▸ **Task**
Could you write out again the lines starting with the one that contains "Target: colored stripe graphic" and going on through the one that contains "[[[255,204],[256,207],[274,207],[278,202],[278,200],[258,200]]]", renaming "colored stripe graphic" to "striped banner graphic" and changing nothing else? Please leave the pictures out.

▸ **Data lines**
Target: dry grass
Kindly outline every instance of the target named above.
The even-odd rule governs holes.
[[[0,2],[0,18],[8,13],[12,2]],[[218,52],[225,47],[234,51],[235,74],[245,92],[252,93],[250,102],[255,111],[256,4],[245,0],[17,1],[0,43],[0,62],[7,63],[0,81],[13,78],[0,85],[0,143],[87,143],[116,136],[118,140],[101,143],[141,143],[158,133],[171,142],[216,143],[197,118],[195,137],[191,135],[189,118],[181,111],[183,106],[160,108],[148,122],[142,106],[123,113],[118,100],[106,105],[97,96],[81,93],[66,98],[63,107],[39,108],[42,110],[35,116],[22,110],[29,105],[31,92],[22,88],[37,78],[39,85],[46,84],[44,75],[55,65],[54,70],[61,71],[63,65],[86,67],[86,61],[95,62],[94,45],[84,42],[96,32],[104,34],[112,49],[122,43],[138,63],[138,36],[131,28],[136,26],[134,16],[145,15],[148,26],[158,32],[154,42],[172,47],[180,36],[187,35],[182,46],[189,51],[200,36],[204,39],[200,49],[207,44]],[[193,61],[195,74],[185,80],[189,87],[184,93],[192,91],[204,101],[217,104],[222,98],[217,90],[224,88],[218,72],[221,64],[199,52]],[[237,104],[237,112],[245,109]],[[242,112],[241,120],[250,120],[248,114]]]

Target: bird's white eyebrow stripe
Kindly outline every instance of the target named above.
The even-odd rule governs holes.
...
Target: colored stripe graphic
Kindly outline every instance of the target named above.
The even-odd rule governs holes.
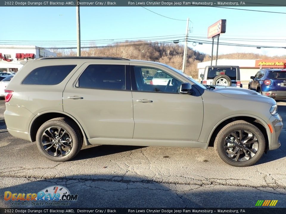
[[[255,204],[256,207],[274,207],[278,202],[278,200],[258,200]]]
--
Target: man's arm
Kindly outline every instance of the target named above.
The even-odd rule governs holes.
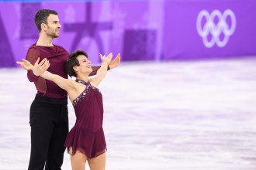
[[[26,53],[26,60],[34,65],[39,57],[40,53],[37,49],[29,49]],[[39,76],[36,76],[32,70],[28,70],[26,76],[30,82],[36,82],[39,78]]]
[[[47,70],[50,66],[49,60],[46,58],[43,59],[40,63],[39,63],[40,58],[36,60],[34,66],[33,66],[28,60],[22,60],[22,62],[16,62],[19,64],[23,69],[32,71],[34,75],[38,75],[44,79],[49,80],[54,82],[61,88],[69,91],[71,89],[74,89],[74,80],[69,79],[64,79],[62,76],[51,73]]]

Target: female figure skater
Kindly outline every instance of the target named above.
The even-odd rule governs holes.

▸ **Expected output**
Target: striped banner graphic
Kindly outline every instance of the target named above.
The even-odd rule governs holes.
[[[255,204],[256,207],[274,207],[278,202],[278,200],[258,200]]]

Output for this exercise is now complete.